Stored data:
= = = =

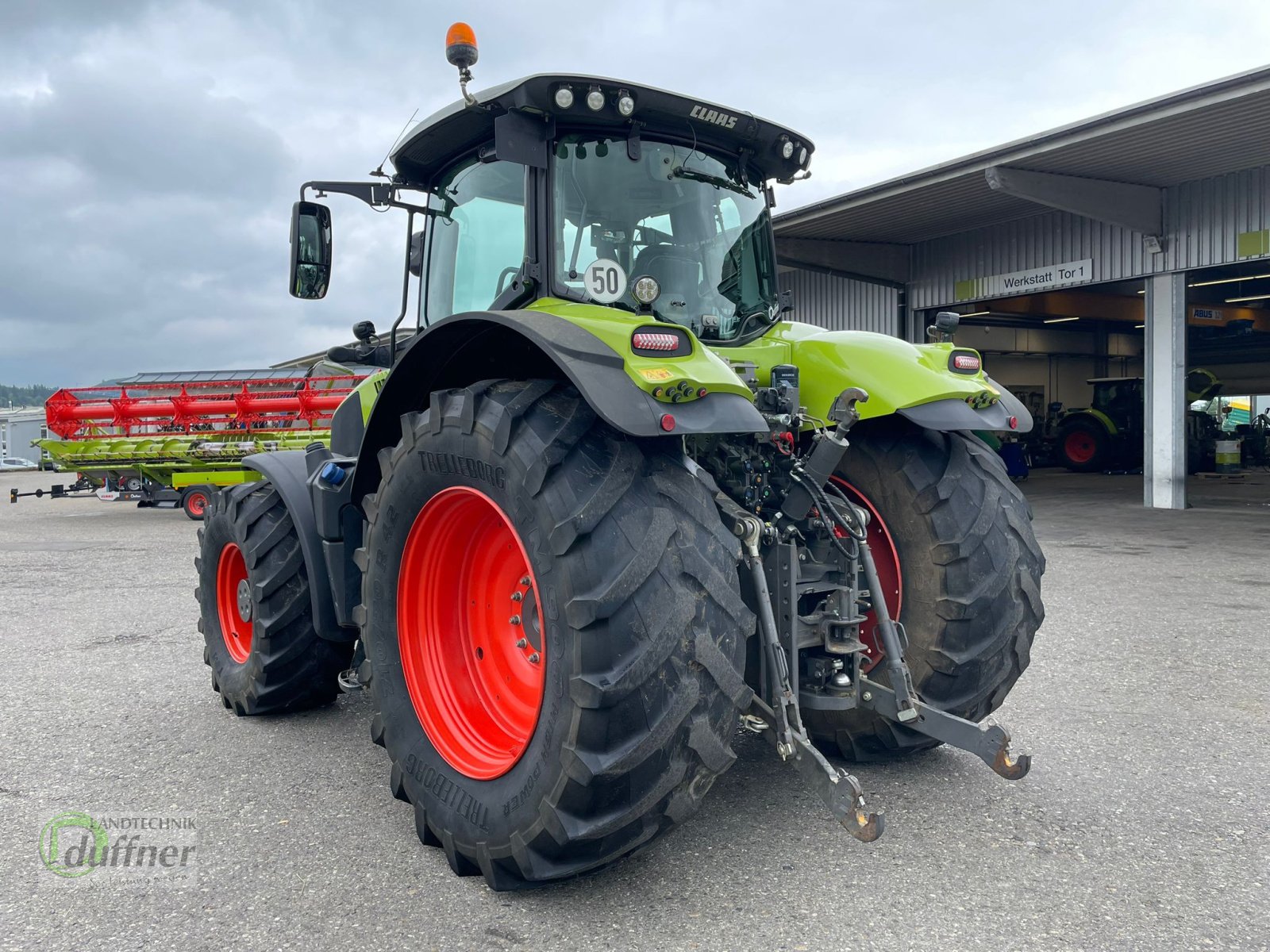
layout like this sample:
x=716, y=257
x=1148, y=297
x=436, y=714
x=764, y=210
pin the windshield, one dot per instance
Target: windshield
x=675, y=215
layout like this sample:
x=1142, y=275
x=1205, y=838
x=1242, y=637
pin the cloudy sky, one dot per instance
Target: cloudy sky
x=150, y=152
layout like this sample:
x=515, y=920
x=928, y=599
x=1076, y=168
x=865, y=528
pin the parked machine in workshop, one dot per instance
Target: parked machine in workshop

= = = =

### GIVEN PROBLEM
Write out the stored data again from its beginning down to the line containing "x=150, y=152", inclusive, keeping the requests and omitting the pictures. Shift every coordinate in the answers by adding 26 to each number.

### SOLUTION TO THIS PROBLEM
layout like this sample:
x=716, y=257
x=1148, y=297
x=436, y=714
x=764, y=210
pin the windshield, one dot per instance
Target: windshield
x=701, y=241
layout like this sample:
x=1142, y=275
x=1205, y=838
x=1242, y=637
pin the cloudy sky, one dot per instance
Target: cloudy sky
x=176, y=178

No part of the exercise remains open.